What to work on
Rename every "blond hair" in the records below to "fair hair" and keep all other text as it is. Leave the pictures out of your answer.

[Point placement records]

------

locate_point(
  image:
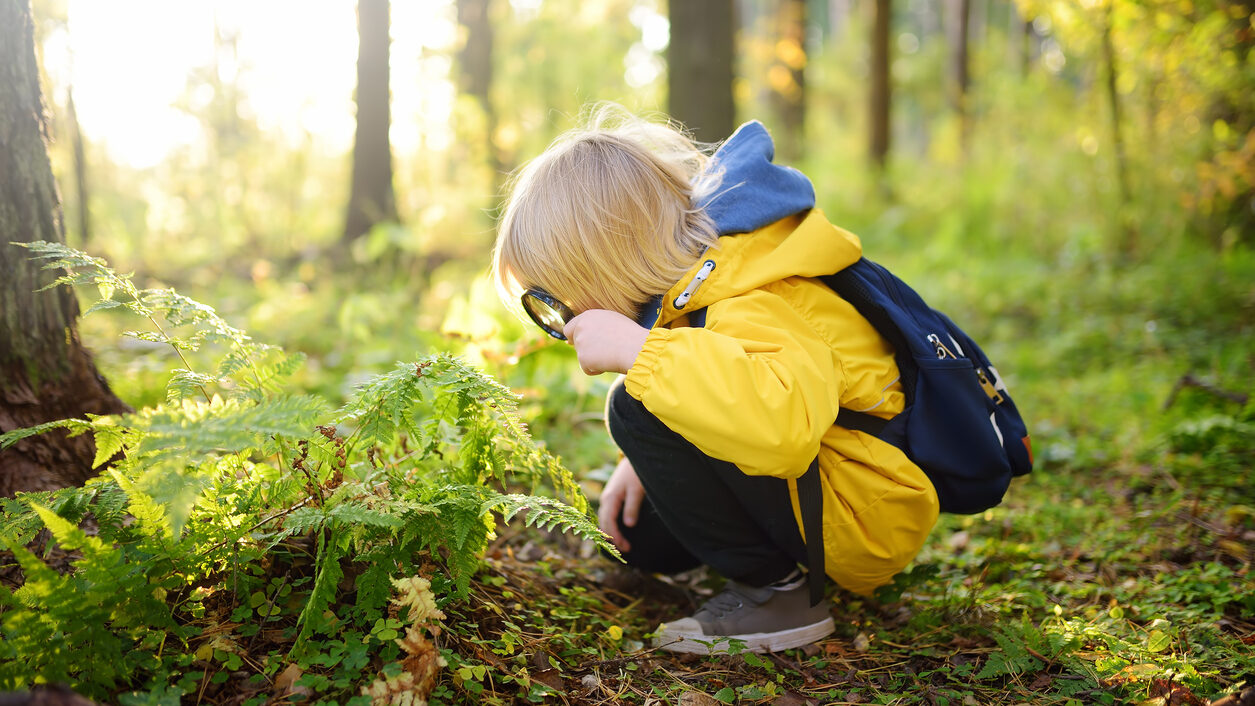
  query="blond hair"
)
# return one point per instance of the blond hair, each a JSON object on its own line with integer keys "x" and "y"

------

Task answer
locate_point(
  image:
  query="fair hair"
)
# return one point per instance of the fair hair, each a JSON object on its own line with integer keys "x" and "y"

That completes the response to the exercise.